- EXERCISE DESCRIPTION -
Could you give back everything from the line containing "Mark every instance of the overcast" down to the final line, with "overcast sky" renamed to "cloudy sky" and nothing else changed? Return only that span.

------ DATASET ROWS

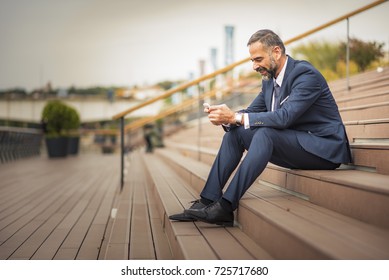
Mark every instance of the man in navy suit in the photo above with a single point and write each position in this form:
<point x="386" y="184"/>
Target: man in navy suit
<point x="294" y="122"/>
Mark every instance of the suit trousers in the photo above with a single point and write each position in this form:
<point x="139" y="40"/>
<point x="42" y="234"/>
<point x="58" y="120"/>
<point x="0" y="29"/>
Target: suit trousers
<point x="263" y="145"/>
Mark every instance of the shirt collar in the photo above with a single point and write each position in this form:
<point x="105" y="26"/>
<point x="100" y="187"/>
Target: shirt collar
<point x="280" y="77"/>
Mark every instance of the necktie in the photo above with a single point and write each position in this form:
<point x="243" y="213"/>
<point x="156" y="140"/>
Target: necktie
<point x="277" y="96"/>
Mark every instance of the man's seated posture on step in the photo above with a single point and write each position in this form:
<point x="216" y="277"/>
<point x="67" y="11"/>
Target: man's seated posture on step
<point x="294" y="122"/>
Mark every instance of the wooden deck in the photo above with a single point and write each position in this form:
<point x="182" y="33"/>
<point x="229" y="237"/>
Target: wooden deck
<point x="56" y="208"/>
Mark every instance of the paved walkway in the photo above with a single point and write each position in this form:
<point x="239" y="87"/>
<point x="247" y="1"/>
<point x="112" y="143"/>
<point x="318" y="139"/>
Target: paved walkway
<point x="57" y="208"/>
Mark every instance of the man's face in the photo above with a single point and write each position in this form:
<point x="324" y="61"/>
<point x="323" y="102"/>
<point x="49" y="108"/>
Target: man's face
<point x="265" y="61"/>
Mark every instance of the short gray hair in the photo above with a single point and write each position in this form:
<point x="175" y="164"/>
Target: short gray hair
<point x="268" y="38"/>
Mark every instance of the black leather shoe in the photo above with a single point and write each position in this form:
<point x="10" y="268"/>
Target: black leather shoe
<point x="213" y="214"/>
<point x="197" y="204"/>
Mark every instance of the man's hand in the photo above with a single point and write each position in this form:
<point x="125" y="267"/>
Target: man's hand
<point x="221" y="114"/>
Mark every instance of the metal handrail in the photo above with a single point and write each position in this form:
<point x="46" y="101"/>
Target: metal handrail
<point x="223" y="70"/>
<point x="240" y="62"/>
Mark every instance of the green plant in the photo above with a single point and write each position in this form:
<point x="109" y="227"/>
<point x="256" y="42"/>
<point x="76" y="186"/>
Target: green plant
<point x="59" y="119"/>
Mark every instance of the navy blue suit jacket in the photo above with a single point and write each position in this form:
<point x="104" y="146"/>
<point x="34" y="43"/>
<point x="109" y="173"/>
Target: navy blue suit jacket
<point x="309" y="107"/>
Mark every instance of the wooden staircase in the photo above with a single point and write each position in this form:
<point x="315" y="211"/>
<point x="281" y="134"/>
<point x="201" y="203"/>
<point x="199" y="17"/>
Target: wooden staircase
<point x="286" y="214"/>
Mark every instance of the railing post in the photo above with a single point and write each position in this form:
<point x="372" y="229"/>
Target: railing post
<point x="121" y="153"/>
<point x="348" y="55"/>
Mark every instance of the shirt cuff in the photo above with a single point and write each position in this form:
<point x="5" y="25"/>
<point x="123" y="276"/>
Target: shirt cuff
<point x="246" y="121"/>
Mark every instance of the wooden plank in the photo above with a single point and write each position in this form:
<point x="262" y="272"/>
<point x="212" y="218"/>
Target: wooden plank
<point x="223" y="244"/>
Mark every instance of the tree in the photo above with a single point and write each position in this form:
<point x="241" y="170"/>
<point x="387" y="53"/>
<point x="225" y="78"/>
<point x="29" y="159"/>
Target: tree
<point x="330" y="58"/>
<point x="363" y="53"/>
<point x="323" y="55"/>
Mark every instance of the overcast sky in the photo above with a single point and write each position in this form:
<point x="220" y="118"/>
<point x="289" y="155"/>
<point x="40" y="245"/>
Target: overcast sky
<point x="125" y="42"/>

------------

- WORKED SOLUTION -
Mark every instance of the cloudy sky in the photo above with a single point and write each position in this form:
<point x="220" y="118"/>
<point x="289" y="155"/>
<point x="40" y="245"/>
Target: cloudy sky
<point x="125" y="42"/>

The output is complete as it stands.